What this task involves |
Please pick out and copy every line of the records below that contains the string "with". Match case exactly.

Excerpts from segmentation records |
^^^^

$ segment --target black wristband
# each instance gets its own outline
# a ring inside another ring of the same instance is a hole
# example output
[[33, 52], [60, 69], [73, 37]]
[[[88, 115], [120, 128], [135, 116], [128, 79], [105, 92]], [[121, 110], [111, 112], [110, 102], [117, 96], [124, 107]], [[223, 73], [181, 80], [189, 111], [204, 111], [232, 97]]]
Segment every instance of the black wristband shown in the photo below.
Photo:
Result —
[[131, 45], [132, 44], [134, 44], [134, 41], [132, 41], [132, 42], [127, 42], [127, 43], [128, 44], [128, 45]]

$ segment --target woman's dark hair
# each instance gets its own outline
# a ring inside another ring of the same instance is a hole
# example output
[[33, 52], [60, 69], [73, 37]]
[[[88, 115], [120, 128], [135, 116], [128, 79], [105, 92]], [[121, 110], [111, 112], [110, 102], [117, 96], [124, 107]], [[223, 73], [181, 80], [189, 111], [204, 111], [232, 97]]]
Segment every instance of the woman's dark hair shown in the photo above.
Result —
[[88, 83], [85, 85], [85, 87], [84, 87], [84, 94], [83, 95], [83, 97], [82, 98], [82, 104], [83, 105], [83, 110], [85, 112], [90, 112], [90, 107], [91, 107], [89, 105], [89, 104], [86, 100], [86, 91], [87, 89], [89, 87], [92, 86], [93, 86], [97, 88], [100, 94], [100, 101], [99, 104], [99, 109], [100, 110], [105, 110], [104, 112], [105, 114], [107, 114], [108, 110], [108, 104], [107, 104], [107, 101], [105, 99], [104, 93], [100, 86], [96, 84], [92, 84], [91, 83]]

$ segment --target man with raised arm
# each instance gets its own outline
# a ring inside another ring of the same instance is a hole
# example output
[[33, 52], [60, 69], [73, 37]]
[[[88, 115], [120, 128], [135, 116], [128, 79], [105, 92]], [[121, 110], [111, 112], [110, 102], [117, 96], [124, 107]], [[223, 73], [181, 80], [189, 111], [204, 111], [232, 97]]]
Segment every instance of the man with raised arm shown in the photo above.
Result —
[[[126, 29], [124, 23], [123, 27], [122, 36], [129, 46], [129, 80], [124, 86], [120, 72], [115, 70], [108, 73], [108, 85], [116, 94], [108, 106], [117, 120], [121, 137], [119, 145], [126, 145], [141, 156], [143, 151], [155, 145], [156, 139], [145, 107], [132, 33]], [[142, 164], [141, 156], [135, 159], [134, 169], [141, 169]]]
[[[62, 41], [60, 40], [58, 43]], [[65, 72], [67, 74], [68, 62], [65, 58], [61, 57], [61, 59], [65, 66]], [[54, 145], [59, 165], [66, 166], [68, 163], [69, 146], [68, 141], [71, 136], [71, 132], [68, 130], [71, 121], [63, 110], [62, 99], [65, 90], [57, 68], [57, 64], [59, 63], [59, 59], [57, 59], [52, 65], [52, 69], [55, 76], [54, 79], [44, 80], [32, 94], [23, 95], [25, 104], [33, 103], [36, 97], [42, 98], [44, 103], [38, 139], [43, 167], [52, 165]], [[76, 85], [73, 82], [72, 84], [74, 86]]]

^^^^

Exercise solution |
$ segment --target man with raised arm
Segment every instance of the man with raised arm shown in the photo above.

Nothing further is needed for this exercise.